=== Work to do ===
Copy every line of the records below word for word, and leave the pictures out.

=== Entries for pointing at named objects ===
──────────────────────────────

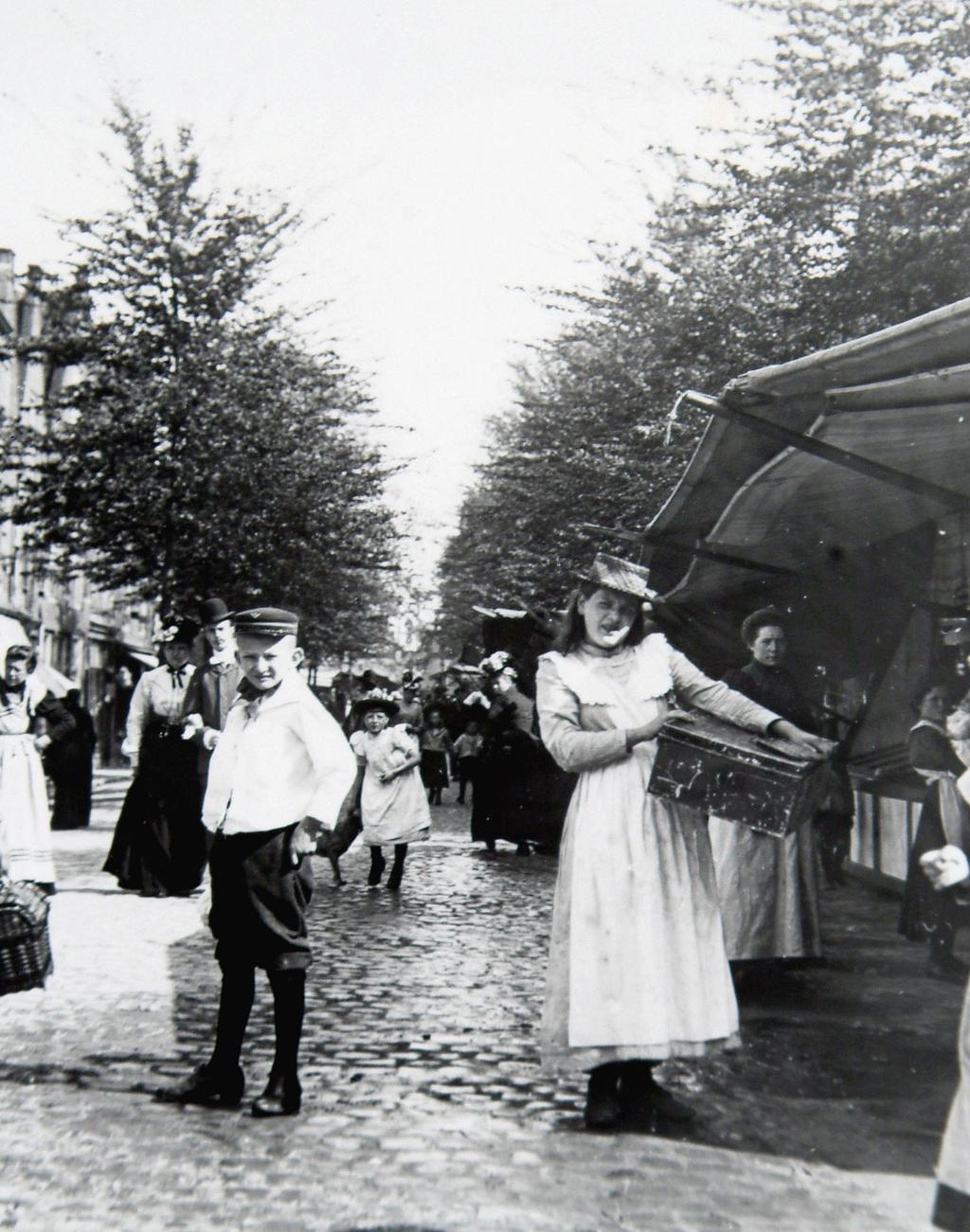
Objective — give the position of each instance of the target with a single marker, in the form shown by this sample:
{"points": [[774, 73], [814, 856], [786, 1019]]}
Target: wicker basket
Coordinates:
{"points": [[25, 940]]}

──────────────────────────────

=== Written response ===
Objective — give the position of each instance of the target with a single marker, in the form shown by this sample:
{"points": [[774, 73], [814, 856], [786, 1019]]}
Target: wicker basket
Coordinates:
{"points": [[25, 940]]}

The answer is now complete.